(Action item):
Output, verbatim and without pictures, the lines from the first line of the listing through the line containing "Confirm that each instance of the navy blue".

(Records for this exercise):
§ §
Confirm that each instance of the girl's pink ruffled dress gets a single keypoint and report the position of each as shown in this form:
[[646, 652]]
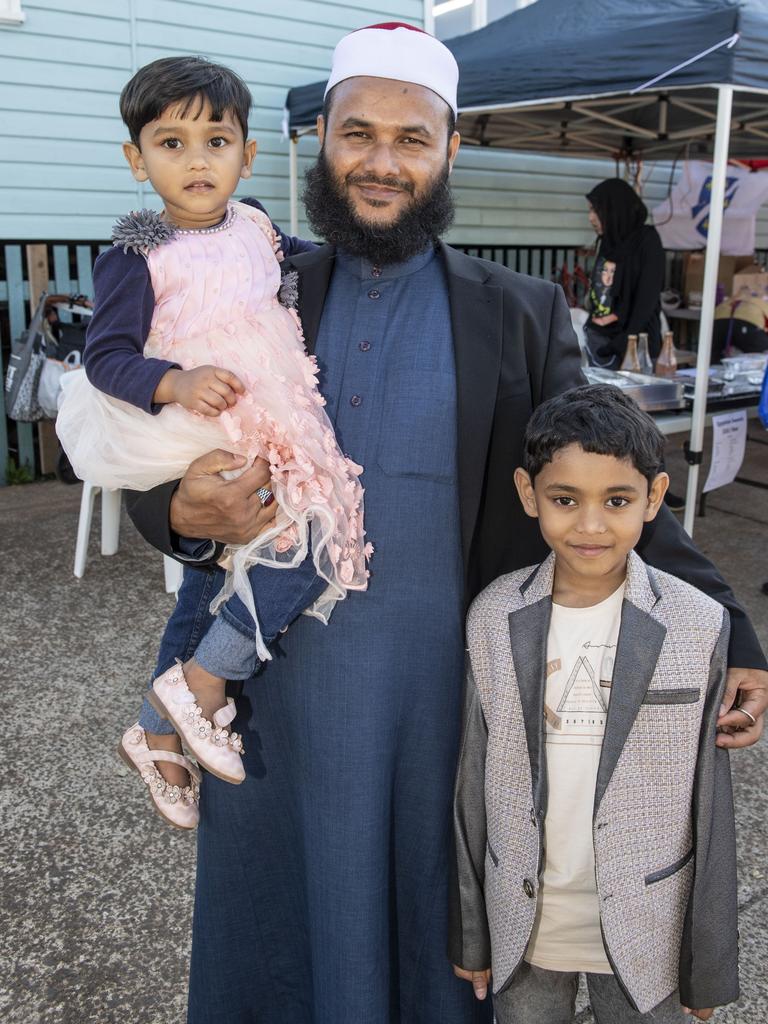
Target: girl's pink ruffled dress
[[216, 303]]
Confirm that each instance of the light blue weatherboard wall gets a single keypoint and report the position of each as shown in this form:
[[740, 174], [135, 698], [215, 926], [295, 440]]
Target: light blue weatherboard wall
[[61, 172]]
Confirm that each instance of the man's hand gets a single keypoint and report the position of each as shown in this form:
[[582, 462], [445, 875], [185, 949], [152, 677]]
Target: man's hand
[[479, 980], [751, 685], [209, 390], [208, 506]]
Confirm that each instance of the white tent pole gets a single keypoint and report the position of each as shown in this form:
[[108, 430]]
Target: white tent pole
[[293, 176], [714, 235]]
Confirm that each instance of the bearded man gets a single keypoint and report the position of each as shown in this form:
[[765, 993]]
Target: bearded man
[[323, 880]]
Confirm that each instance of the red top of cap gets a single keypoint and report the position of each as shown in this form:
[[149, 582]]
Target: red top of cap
[[392, 25]]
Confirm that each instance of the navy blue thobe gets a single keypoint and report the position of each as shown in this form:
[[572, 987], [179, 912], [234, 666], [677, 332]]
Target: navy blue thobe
[[323, 879]]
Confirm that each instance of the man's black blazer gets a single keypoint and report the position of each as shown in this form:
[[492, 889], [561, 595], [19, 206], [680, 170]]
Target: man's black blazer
[[514, 346]]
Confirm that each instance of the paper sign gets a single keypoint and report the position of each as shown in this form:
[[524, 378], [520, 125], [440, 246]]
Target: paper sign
[[728, 445]]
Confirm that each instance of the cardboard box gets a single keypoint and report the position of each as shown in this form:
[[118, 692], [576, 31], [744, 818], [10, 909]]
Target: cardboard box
[[727, 268]]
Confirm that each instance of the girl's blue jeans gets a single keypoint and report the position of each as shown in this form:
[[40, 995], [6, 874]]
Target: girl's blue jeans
[[220, 643]]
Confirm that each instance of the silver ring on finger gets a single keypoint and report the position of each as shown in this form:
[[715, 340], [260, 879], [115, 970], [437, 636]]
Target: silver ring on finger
[[753, 720]]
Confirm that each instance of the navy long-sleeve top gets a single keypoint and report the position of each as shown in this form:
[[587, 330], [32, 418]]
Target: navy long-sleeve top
[[124, 304]]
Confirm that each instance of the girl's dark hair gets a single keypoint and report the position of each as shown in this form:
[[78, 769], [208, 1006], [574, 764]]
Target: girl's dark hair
[[183, 80], [600, 419]]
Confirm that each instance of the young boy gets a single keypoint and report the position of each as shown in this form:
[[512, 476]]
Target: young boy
[[594, 819]]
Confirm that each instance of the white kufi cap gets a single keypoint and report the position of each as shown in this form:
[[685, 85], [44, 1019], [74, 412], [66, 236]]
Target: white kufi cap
[[398, 51]]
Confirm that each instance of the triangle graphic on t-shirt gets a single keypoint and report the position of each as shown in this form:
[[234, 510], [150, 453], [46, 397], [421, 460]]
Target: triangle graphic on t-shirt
[[582, 691]]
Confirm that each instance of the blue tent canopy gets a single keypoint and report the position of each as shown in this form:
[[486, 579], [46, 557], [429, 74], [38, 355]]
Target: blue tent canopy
[[560, 77]]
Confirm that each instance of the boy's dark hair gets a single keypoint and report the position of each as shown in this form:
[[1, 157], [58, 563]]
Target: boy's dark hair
[[183, 80], [600, 419]]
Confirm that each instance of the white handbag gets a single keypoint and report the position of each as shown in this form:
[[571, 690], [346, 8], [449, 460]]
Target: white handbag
[[49, 388]]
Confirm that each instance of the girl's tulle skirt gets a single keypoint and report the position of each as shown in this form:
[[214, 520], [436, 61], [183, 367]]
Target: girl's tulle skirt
[[281, 419]]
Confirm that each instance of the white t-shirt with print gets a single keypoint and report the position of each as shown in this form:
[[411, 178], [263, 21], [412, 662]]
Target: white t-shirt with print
[[581, 651]]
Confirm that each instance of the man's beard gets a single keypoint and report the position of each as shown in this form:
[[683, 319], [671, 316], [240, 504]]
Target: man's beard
[[333, 217]]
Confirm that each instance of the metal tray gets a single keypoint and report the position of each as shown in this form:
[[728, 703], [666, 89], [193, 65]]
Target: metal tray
[[653, 394]]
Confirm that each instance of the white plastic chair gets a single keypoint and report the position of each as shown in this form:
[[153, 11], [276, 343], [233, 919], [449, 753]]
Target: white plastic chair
[[110, 524], [111, 505], [579, 320], [174, 573]]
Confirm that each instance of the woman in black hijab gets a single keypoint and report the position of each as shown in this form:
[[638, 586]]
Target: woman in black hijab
[[628, 276]]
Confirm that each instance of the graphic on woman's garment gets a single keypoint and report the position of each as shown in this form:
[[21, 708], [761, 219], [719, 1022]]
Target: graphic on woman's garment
[[577, 701], [601, 289]]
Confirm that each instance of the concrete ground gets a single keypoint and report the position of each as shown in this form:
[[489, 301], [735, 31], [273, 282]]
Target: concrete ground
[[95, 893]]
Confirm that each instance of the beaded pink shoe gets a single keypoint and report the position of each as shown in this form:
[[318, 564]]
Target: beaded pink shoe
[[178, 805], [217, 750]]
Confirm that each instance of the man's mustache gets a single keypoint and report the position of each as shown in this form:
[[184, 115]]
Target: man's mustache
[[371, 179]]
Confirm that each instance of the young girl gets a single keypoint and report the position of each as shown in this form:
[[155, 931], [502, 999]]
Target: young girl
[[189, 350]]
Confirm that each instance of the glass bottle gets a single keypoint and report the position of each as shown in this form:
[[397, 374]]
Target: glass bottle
[[643, 356], [667, 361], [631, 360]]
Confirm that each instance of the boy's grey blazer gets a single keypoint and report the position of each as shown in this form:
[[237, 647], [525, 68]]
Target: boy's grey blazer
[[663, 825]]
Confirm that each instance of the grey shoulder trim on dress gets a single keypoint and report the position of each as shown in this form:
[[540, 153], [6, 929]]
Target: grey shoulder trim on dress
[[288, 295], [141, 230]]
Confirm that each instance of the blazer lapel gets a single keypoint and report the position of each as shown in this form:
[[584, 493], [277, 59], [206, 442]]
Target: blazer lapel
[[528, 629], [314, 270], [476, 323], [640, 641]]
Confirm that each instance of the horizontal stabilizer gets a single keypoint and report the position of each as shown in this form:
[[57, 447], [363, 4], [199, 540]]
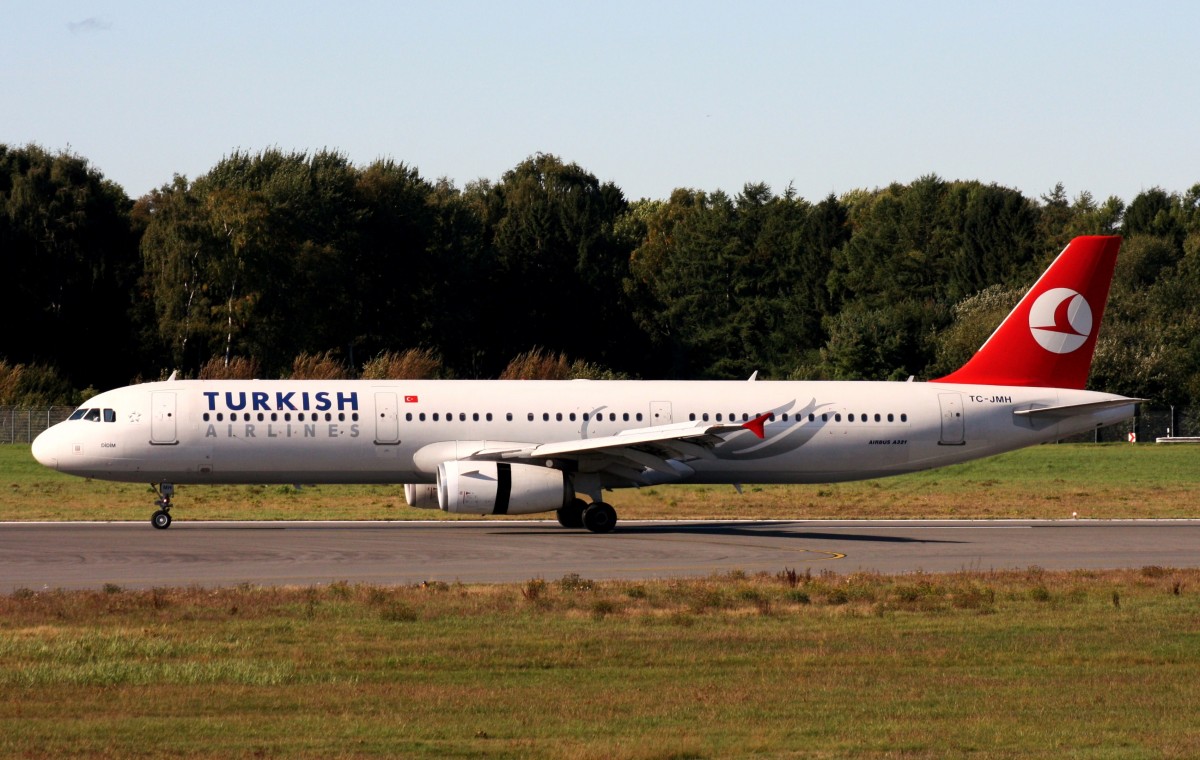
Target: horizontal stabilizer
[[1073, 410]]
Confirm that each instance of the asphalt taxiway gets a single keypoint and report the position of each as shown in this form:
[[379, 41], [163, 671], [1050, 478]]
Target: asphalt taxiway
[[89, 555]]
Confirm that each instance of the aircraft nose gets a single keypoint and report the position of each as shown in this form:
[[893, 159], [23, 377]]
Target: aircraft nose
[[45, 450]]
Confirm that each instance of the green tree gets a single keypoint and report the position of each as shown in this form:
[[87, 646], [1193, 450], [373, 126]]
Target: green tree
[[70, 259]]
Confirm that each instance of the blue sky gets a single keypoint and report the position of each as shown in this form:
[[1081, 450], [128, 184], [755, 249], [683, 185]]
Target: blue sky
[[826, 96]]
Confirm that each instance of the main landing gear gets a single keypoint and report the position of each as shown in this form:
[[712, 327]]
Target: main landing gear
[[597, 516], [161, 519]]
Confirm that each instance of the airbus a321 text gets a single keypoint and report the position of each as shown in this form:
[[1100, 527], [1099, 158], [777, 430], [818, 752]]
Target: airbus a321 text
[[523, 447]]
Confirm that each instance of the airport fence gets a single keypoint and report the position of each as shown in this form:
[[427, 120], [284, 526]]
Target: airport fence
[[1149, 424], [22, 424]]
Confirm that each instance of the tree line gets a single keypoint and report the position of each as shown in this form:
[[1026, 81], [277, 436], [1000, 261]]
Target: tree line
[[300, 264]]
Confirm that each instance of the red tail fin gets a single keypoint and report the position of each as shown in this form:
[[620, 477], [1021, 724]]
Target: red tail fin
[[1049, 339]]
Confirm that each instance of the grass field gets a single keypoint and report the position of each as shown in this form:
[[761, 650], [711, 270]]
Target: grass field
[[1027, 664], [1095, 480]]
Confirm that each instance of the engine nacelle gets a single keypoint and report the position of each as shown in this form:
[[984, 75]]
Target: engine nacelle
[[501, 488], [421, 495]]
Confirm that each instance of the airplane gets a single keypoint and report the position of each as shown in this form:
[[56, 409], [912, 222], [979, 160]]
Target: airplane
[[527, 447]]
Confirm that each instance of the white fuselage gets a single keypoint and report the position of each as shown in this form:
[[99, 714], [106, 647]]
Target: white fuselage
[[399, 431]]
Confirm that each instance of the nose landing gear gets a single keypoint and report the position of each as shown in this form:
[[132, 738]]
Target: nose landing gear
[[161, 519]]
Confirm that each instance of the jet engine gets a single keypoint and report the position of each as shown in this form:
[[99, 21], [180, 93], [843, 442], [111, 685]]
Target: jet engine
[[501, 488]]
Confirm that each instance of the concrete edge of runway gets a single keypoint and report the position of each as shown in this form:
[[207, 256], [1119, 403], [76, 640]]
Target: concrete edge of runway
[[715, 521]]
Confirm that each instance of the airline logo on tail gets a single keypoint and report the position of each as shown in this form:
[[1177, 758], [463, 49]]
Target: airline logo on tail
[[1061, 321], [1049, 339]]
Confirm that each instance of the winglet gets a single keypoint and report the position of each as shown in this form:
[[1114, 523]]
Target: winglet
[[756, 425]]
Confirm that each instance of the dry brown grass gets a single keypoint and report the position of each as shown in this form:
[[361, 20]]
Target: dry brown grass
[[412, 364]]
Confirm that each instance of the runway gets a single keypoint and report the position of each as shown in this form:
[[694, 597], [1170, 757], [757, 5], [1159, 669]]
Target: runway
[[81, 555]]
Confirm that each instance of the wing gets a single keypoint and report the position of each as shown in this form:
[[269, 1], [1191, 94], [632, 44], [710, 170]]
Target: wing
[[628, 454]]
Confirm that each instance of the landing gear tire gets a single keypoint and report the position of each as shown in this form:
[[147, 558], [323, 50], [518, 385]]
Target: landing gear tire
[[161, 519], [599, 518], [571, 515]]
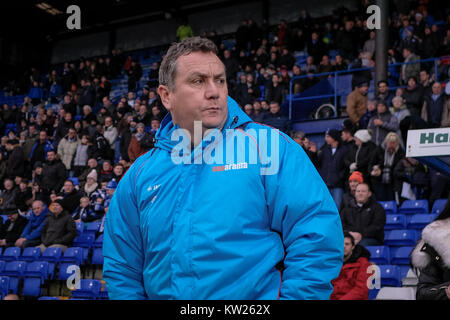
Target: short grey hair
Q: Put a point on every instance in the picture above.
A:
(167, 71)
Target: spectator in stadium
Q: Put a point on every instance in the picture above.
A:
(332, 165)
(16, 162)
(59, 228)
(382, 165)
(430, 257)
(365, 218)
(412, 69)
(8, 195)
(410, 171)
(436, 108)
(351, 284)
(275, 90)
(276, 119)
(184, 61)
(384, 93)
(382, 123)
(67, 148)
(69, 196)
(54, 174)
(413, 97)
(31, 234)
(357, 102)
(11, 230)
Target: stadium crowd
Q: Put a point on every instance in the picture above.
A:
(72, 144)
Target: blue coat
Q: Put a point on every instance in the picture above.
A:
(200, 231)
(33, 229)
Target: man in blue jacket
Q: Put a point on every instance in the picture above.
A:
(31, 235)
(250, 228)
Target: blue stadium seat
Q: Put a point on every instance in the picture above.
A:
(414, 206)
(14, 270)
(97, 256)
(390, 207)
(89, 288)
(31, 254)
(403, 237)
(11, 253)
(395, 221)
(85, 240)
(421, 220)
(390, 276)
(37, 269)
(400, 256)
(98, 242)
(73, 255)
(379, 255)
(4, 286)
(438, 206)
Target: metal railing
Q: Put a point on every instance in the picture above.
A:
(335, 75)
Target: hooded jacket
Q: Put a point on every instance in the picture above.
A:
(431, 256)
(352, 281)
(34, 226)
(201, 231)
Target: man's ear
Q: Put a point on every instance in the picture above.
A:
(164, 94)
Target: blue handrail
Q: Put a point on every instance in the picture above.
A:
(336, 74)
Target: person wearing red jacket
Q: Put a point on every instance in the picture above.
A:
(351, 284)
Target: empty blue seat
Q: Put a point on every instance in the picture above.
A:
(395, 221)
(379, 255)
(97, 256)
(85, 240)
(31, 254)
(37, 269)
(11, 253)
(414, 206)
(400, 256)
(438, 206)
(421, 220)
(390, 276)
(89, 288)
(73, 255)
(403, 237)
(389, 207)
(14, 270)
(98, 242)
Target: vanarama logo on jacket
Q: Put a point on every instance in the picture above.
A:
(255, 223)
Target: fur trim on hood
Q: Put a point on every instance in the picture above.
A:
(437, 235)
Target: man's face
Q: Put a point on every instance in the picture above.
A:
(68, 187)
(436, 88)
(348, 247)
(382, 88)
(37, 208)
(200, 92)
(362, 193)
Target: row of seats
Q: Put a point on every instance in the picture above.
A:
(413, 206)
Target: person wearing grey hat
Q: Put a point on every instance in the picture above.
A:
(11, 230)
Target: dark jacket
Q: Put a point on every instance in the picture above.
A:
(14, 234)
(34, 226)
(59, 229)
(352, 281)
(431, 258)
(15, 163)
(332, 167)
(54, 174)
(369, 220)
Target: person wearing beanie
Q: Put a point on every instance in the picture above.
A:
(360, 157)
(59, 228)
(349, 197)
(331, 162)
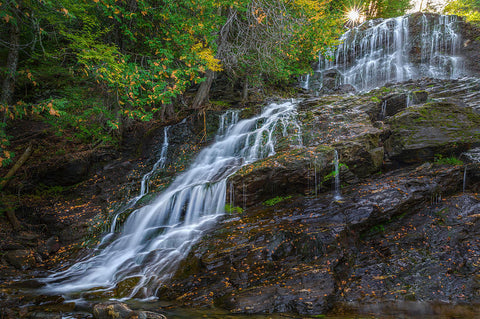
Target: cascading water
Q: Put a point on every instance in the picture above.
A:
(337, 195)
(144, 186)
(394, 50)
(156, 237)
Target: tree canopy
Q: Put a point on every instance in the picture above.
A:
(93, 66)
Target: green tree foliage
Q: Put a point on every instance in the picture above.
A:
(467, 8)
(91, 67)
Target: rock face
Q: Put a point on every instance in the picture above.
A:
(402, 231)
(420, 132)
(118, 310)
(398, 49)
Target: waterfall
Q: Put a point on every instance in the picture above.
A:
(383, 112)
(144, 187)
(395, 50)
(156, 237)
(337, 195)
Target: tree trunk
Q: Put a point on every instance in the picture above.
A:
(203, 91)
(12, 218)
(245, 91)
(8, 86)
(15, 167)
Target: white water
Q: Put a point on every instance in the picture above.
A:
(337, 195)
(144, 186)
(156, 237)
(380, 51)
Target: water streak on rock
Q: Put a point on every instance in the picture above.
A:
(156, 237)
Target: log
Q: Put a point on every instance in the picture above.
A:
(13, 219)
(15, 167)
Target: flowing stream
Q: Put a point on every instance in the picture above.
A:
(381, 51)
(156, 237)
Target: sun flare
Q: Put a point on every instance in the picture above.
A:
(354, 16)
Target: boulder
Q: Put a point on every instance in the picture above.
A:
(420, 132)
(112, 310)
(21, 259)
(118, 310)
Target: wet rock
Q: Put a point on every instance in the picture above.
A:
(52, 245)
(118, 310)
(21, 259)
(420, 132)
(292, 256)
(394, 104)
(112, 310)
(345, 88)
(330, 80)
(419, 97)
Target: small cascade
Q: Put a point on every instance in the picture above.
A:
(409, 99)
(383, 112)
(144, 186)
(305, 81)
(156, 237)
(381, 51)
(337, 195)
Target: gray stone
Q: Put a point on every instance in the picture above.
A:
(21, 259)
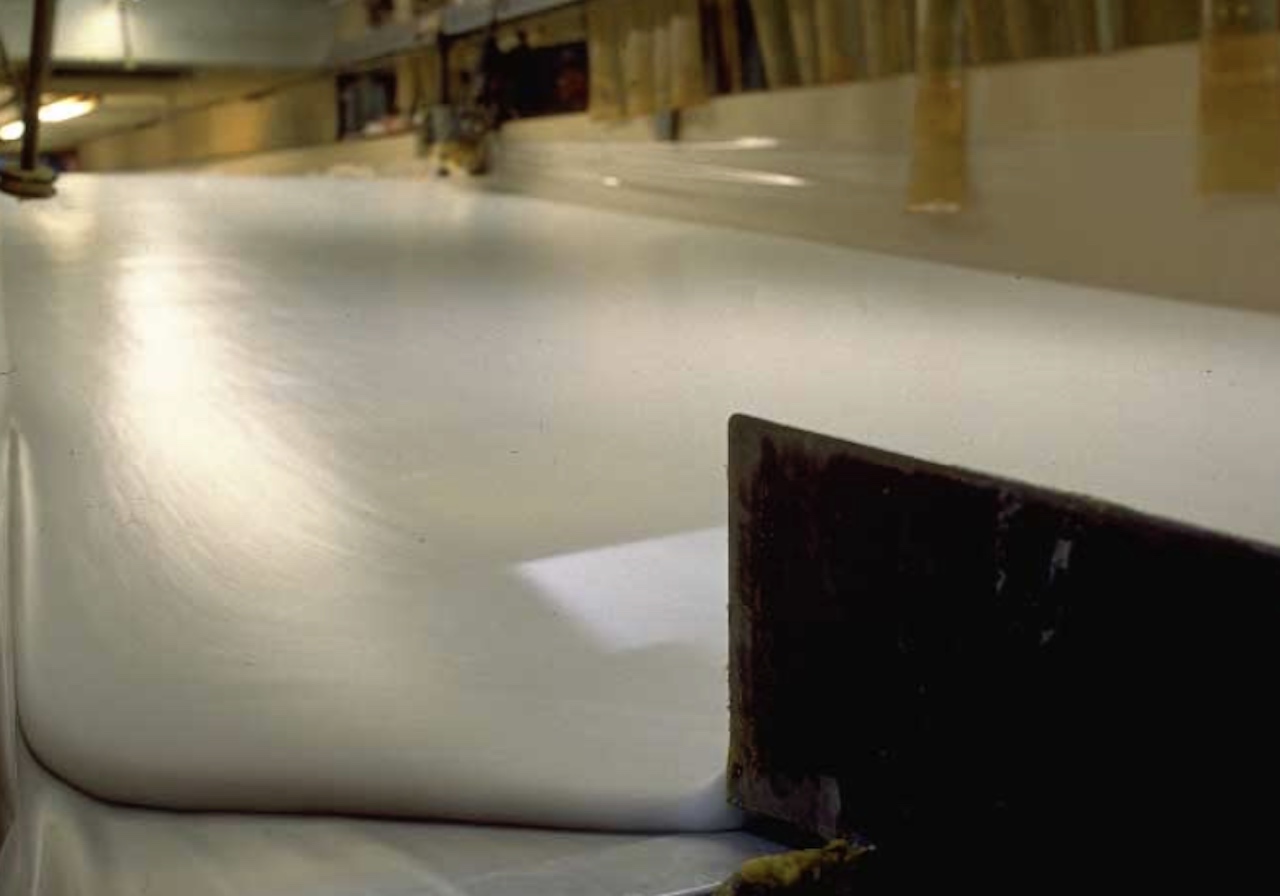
§ §
(Written answer):
Confirm that each instance of the girl's pink ruffled dress gets a single keypoint and report the position of each as shown in this form:
[[646, 652]]
Target: girl's pink ruffled dress
[[216, 303]]
Confirm that each instance of the light blue weatherboard wall gets a single keypoint and report the position of each as shown in this form:
[[740, 174], [135, 698], [215, 926], [295, 440]]
Target: light blue weatherboard wall
[[61, 172]]
Confirm that each instance of the man's hand gets a single keypoint and report the position of each as shown in this form:
[[582, 462], [445, 875], [185, 949], [152, 677]]
Target: man's hand
[[479, 980], [751, 685], [209, 390], [208, 506]]
Confirm that each instance of the white tent pole gets a single keypoint and report the position of each as shown in this form:
[[108, 430]]
Target: white tent pole
[[293, 176], [714, 235]]
Confirm that each instance of the bearded man gets a single keypoint and report the position of each as shown in this form:
[[765, 993]]
Target: bearded man
[[323, 880]]
Confirm that each instance of the red top of cap gets a single keypoint and report the position of each as shown in this form:
[[149, 582]]
Target: red top of cap
[[392, 25]]
Confirm that each instance of the navy blue thobe gets a single keypoint and report the position of each as shown in this form:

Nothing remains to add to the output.